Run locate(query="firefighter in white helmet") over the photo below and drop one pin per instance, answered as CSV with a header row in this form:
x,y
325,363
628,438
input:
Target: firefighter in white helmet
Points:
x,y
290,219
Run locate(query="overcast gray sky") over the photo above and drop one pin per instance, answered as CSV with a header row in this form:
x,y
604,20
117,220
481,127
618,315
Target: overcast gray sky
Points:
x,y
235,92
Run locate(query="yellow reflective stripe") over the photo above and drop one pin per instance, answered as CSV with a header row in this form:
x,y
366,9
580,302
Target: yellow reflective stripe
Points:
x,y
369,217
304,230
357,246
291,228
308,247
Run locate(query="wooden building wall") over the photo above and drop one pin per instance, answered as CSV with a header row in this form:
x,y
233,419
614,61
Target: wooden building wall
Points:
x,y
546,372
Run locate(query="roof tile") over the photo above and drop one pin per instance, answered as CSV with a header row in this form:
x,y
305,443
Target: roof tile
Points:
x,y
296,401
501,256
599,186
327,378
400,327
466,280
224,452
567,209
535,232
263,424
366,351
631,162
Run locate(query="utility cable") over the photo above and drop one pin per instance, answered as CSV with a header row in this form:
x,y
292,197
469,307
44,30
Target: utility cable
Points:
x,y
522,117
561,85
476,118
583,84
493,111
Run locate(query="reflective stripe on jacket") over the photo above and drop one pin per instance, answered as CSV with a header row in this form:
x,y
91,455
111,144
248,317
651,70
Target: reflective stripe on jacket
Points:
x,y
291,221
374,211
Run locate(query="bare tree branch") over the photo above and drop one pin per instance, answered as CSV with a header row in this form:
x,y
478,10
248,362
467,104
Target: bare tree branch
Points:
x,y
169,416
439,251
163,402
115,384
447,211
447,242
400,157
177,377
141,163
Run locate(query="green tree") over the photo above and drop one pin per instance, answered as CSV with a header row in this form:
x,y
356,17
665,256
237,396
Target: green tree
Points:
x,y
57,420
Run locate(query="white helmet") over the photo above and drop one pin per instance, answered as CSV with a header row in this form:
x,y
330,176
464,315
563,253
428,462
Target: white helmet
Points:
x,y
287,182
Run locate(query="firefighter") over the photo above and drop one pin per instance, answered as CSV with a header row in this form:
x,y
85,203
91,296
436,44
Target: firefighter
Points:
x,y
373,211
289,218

JOB
Tally the lines of the data above that contain the string "wooden". Give only the number.

EXERCISE RESULT
2